> [WHAT TO WORK ON] Your answer is a copy of every line in the records where "tree" appears.

> [RECORDS FOR THE TASK]
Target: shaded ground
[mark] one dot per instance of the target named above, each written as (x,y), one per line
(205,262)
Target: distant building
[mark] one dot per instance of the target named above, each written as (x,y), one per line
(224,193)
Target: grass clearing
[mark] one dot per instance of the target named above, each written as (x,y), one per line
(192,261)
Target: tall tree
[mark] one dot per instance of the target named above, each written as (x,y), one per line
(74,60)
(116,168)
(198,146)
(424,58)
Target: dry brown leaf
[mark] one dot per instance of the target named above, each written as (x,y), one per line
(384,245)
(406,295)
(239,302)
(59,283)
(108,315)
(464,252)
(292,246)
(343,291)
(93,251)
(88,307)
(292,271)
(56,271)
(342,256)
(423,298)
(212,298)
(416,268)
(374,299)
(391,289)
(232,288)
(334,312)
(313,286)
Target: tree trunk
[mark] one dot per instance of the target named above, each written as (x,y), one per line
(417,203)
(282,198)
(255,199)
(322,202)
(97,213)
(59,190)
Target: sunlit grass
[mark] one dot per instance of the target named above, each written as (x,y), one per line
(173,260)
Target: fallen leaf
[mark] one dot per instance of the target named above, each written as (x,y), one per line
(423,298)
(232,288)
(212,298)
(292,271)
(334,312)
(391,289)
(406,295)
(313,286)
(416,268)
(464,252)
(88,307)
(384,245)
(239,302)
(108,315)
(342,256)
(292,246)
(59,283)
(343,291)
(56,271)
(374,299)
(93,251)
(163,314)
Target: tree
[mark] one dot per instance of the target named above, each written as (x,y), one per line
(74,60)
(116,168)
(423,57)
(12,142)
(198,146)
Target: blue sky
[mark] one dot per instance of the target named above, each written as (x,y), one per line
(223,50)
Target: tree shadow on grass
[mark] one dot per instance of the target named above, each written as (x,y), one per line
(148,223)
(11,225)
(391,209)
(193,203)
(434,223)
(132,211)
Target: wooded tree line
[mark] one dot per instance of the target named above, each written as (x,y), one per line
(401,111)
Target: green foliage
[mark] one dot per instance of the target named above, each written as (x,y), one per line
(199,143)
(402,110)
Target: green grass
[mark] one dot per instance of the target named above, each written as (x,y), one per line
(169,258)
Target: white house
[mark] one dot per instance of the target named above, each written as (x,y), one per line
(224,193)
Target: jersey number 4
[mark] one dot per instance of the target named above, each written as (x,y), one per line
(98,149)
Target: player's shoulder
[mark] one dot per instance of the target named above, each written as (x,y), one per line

> [ANSWER]
Target: tall tree
Target: tree trunk
Target: tree
Target: tree shadow on grass
Target: wooded tree line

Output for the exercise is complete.